- [Problem description] Look through the listing below and write out exactly the lines from the line with "like point(81, 103)?" to the line with "Target: doorway", both included, and no others.

- [Entries shown]
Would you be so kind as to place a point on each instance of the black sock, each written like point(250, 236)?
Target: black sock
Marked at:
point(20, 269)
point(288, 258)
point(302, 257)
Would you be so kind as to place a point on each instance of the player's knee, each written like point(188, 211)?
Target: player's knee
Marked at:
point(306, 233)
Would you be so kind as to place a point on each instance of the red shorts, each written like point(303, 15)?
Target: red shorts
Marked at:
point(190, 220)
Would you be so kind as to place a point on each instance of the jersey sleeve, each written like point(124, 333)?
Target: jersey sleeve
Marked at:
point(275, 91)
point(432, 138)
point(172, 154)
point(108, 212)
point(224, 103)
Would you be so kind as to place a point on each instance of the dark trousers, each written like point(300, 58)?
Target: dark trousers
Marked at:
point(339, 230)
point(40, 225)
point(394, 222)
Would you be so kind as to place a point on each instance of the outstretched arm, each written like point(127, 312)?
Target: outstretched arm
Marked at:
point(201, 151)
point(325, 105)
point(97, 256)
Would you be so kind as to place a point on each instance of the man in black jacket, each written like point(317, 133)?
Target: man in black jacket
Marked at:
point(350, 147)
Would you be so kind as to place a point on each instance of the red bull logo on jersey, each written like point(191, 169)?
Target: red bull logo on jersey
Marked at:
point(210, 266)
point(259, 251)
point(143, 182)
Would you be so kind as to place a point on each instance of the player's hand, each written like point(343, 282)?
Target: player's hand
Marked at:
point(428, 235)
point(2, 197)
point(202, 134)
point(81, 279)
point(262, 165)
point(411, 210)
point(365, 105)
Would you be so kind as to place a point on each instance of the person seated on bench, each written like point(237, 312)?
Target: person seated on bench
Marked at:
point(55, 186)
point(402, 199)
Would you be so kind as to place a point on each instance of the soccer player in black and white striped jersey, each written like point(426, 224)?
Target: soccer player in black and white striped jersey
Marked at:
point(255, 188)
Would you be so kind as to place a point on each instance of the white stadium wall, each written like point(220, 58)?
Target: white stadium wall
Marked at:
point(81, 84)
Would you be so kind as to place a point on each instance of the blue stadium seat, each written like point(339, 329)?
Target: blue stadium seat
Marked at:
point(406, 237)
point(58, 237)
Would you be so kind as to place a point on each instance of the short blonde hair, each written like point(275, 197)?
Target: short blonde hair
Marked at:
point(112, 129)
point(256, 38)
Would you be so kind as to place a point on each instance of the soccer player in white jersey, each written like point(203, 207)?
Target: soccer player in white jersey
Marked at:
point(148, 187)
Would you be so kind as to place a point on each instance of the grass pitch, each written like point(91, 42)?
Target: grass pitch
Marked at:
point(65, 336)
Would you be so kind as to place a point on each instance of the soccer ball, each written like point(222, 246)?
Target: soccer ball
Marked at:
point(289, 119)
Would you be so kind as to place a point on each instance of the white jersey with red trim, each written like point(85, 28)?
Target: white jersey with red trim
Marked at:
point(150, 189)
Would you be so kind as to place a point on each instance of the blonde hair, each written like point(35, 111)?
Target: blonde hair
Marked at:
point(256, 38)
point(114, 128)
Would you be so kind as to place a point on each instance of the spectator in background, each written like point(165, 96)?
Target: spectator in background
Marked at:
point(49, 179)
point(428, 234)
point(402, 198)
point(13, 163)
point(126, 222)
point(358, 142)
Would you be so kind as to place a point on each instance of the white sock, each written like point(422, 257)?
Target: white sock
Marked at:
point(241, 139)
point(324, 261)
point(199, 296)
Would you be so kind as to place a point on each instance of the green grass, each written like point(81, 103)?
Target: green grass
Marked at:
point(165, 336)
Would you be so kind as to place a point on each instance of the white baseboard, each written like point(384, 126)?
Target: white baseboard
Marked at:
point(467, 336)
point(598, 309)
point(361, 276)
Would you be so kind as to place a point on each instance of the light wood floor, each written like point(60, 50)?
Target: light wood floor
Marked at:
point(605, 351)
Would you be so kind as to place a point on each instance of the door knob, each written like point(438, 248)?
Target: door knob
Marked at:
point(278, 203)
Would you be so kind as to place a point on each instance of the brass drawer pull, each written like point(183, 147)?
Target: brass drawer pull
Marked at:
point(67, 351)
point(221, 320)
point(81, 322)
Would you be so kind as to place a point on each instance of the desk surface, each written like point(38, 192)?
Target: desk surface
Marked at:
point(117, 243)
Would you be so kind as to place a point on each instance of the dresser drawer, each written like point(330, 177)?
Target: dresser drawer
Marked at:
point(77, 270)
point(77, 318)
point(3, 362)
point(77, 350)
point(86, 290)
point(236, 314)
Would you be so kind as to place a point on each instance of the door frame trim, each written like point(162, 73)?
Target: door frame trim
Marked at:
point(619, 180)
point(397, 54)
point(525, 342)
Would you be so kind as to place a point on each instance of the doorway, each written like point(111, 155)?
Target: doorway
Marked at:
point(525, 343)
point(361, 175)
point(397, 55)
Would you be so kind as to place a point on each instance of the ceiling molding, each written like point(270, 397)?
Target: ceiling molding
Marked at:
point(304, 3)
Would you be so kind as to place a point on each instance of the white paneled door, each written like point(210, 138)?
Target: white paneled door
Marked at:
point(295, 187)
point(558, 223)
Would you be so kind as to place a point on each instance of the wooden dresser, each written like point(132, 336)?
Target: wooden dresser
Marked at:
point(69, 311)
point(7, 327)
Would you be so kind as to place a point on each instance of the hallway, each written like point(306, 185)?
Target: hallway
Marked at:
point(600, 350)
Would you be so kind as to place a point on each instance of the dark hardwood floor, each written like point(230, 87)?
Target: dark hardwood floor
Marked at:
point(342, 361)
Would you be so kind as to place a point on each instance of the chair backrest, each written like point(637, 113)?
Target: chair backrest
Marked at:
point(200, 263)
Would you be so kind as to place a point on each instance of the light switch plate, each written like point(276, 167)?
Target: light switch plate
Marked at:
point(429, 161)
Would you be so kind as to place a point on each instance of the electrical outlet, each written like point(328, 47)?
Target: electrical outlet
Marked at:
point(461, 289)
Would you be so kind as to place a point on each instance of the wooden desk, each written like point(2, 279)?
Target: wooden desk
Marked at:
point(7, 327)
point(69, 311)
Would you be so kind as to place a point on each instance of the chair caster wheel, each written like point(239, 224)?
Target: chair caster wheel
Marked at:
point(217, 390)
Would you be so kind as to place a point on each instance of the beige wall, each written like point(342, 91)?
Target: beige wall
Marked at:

- [Answer for the task]
Would you be so kind as to place a point on each instance of the green grass, each written like point(81, 103)?
Target: green grass
Marked at:
point(165, 336)
Would you be so kind as to place a point on each instance of the white baseboard, each written like point(384, 126)?
Target: white baseboard
Marked at:
point(467, 336)
point(598, 309)
point(361, 276)
Would you be so kind as to place a point on each instance of the light wood floor, each written like point(60, 50)?
Target: light wood floor
Marked at:
point(605, 351)
Would you be so kind as to place a point on each instance of the door knob, each written like point(438, 248)?
Target: door knob
Marked at:
point(278, 203)
Would you be so kind as to place a point on each instance of the brass drawer pull, each written like point(183, 147)?
Target: brass drawer pull
Marked at:
point(67, 351)
point(221, 320)
point(81, 322)
Would you be so kind as to place a point on each instance of the desk surface, each written like point(38, 192)?
Target: desk surface
Marked at:
point(117, 243)
Would you be so kind as to place a point on each instance of the dresser drawer, each written like point(330, 177)?
Target: dresser drawer
Marked at:
point(77, 270)
point(77, 318)
point(3, 362)
point(77, 350)
point(86, 290)
point(236, 314)
Would you be so kind as to place a point on each instance of the door frame trim, each written like point(162, 73)?
Target: door frame trim
Marked at:
point(619, 180)
point(397, 54)
point(525, 342)
Would you be so kind as to place a point on each instance of the doorway, each written like point(111, 155)?
Target: doorway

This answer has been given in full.